**WHAT YOU NEED TO DO**
Only those lines from the one with "Question. For every instance of the white sneaker" through the last line of the material below should be output, each exactly as it appears.
:::
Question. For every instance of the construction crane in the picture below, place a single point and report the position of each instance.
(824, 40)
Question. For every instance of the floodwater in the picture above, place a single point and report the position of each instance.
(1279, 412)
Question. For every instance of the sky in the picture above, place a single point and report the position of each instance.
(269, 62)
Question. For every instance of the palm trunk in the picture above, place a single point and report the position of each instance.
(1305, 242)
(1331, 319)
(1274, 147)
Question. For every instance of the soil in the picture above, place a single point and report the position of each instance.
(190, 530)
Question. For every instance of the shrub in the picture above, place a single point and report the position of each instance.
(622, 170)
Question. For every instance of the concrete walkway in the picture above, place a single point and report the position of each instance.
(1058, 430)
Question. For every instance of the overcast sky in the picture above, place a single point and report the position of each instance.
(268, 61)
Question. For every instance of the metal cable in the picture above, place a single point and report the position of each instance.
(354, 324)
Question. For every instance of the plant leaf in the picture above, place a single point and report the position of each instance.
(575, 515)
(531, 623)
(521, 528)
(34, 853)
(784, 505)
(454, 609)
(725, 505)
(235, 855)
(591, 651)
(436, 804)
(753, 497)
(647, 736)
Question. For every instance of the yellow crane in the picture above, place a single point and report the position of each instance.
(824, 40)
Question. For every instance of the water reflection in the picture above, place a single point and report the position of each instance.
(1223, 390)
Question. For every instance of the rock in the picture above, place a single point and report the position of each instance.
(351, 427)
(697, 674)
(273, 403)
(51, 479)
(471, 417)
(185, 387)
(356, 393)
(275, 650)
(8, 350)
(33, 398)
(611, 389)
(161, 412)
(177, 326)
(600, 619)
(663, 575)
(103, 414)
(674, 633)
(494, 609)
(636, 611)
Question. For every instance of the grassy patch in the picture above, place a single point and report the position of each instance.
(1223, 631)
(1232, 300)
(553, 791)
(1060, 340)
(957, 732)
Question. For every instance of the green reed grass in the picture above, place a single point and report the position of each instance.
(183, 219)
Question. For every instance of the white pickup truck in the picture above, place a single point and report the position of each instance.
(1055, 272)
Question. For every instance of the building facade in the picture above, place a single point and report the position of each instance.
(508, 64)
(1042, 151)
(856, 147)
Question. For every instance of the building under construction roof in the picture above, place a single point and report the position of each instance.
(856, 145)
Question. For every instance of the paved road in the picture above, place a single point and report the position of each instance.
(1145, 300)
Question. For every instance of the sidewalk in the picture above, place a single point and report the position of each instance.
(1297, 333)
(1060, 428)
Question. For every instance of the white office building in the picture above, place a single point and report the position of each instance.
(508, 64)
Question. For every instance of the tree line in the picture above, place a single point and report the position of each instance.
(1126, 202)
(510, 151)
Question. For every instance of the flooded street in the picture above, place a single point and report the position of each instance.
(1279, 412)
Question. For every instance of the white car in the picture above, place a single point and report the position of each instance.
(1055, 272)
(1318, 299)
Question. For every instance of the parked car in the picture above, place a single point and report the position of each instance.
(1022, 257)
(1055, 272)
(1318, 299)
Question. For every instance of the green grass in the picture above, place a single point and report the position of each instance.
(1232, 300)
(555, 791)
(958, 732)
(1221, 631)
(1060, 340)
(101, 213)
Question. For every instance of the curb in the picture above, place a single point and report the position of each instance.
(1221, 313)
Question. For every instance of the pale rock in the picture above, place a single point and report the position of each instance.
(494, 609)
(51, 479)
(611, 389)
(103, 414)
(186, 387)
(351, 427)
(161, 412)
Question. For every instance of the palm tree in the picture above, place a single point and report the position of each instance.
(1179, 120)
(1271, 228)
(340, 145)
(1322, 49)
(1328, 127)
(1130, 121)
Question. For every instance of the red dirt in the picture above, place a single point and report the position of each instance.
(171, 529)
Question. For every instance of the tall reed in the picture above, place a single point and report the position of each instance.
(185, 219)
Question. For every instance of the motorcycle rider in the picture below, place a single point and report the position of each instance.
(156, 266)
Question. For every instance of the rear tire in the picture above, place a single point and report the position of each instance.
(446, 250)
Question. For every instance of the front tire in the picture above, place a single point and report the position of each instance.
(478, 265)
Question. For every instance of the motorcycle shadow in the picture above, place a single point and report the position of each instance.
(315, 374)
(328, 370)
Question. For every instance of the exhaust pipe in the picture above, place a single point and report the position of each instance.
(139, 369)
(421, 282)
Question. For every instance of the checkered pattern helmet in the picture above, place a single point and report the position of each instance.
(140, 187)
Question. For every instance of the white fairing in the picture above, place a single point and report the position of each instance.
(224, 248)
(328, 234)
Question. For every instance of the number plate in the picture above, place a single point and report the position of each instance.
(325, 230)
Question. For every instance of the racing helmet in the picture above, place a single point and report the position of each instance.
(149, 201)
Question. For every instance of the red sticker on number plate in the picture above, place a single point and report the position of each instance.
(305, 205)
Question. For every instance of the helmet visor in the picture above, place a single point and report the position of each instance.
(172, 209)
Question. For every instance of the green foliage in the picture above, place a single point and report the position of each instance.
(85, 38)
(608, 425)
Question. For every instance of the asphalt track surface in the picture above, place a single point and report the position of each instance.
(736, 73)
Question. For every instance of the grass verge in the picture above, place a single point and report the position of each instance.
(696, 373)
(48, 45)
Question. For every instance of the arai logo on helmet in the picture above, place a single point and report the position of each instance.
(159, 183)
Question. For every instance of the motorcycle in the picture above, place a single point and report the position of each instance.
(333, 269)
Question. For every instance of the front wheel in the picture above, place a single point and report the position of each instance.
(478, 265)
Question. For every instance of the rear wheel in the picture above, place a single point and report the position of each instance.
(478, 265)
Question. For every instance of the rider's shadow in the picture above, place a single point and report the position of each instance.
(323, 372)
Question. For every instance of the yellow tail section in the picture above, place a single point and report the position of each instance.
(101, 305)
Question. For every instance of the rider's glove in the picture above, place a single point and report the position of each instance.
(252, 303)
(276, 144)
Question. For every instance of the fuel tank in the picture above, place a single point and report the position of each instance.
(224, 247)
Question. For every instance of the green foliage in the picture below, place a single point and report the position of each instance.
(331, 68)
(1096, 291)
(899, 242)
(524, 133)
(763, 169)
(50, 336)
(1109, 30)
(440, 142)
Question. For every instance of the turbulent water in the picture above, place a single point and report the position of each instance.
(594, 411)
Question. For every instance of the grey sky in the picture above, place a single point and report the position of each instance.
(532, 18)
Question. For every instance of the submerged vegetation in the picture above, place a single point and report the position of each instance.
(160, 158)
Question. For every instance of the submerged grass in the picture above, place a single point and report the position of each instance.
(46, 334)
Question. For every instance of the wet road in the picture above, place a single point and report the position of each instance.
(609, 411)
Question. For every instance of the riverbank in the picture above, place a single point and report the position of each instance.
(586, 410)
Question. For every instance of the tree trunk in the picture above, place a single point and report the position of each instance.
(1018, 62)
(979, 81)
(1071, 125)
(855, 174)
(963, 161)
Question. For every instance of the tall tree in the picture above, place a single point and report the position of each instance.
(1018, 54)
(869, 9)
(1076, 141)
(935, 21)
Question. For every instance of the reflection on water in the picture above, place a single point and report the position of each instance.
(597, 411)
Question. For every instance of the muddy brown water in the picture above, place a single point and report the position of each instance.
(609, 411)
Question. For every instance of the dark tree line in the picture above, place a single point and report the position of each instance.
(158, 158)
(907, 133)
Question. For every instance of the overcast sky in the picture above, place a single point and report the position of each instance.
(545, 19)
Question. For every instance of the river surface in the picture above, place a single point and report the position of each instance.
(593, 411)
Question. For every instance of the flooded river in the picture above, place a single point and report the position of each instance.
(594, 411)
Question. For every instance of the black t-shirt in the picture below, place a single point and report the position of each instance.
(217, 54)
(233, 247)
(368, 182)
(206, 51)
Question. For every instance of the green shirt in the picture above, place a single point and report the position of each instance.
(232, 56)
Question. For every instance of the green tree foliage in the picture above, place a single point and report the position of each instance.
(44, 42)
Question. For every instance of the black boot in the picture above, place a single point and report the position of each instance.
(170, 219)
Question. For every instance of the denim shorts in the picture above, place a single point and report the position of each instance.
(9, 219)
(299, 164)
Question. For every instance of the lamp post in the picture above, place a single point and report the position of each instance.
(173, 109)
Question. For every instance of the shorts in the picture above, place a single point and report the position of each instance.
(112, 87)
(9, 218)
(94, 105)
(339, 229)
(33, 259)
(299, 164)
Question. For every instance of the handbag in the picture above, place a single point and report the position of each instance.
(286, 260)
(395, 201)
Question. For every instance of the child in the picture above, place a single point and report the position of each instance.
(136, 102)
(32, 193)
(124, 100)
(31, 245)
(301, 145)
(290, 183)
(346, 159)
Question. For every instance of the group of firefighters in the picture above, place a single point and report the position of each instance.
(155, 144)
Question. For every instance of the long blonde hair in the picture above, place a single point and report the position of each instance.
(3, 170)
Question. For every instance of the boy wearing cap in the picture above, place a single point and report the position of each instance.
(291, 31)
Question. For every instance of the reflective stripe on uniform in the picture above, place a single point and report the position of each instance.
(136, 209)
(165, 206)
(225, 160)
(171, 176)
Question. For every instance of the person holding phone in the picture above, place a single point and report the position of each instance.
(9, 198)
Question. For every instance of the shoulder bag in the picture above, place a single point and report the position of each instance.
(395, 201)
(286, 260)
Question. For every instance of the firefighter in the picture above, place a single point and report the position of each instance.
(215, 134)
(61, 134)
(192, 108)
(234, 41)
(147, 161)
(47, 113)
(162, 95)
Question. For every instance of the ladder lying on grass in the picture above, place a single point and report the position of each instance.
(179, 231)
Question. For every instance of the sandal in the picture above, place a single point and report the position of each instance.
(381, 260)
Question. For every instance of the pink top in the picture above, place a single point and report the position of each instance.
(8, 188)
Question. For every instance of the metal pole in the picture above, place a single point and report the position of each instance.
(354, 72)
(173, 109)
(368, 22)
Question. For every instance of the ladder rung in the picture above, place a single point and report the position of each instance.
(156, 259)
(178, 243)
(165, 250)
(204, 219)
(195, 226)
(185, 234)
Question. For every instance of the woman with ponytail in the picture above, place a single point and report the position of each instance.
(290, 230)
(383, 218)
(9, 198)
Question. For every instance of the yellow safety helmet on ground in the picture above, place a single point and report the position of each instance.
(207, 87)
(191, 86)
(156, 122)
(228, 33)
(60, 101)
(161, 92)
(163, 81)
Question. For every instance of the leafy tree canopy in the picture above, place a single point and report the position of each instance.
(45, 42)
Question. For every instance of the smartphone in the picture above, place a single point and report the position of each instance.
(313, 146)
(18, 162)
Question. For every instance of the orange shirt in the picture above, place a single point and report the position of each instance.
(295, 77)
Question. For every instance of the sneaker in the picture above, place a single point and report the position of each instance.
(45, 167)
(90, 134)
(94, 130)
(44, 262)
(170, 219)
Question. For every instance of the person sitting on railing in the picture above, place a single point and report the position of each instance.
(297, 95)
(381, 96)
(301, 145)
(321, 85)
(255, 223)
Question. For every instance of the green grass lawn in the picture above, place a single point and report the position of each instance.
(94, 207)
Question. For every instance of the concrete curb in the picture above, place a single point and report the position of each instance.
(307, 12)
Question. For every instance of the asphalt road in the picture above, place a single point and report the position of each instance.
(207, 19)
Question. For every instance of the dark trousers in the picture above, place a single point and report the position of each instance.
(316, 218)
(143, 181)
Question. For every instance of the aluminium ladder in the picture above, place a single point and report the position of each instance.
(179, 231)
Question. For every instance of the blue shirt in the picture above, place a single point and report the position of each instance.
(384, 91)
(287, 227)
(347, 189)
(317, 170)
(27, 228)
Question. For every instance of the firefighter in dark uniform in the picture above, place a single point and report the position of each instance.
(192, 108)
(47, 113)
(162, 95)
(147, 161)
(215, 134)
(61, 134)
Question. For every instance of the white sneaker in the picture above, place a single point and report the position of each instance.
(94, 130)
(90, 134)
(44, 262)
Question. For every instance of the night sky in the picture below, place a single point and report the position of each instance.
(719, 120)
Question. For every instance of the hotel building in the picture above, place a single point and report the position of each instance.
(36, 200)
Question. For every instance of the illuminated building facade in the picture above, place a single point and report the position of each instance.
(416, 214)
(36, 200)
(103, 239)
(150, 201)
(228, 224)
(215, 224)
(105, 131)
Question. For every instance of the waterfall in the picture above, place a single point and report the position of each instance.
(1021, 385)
:::
**SOLUTION TO THE PROBLEM**
Question. For every instance of the white sneaker in the picture above, place a single point and report the position of each instance.
(94, 130)
(90, 134)
(44, 262)
Question. For every instance of the night sky in the picture below, place a single point and report the position of each instance.
(719, 120)
Question. For every instance of the hotel building in the picture above, place a single point and report the position of each instance.
(36, 200)
Question. For every instance of the illuminated building facade in the picture above, place a single point and report the position of each instance.
(416, 214)
(36, 200)
(103, 239)
(150, 201)
(228, 224)
(215, 224)
(105, 131)
Question. For every instance of the waterfall in the picture above, place a single point and report the position of each instance.
(1021, 385)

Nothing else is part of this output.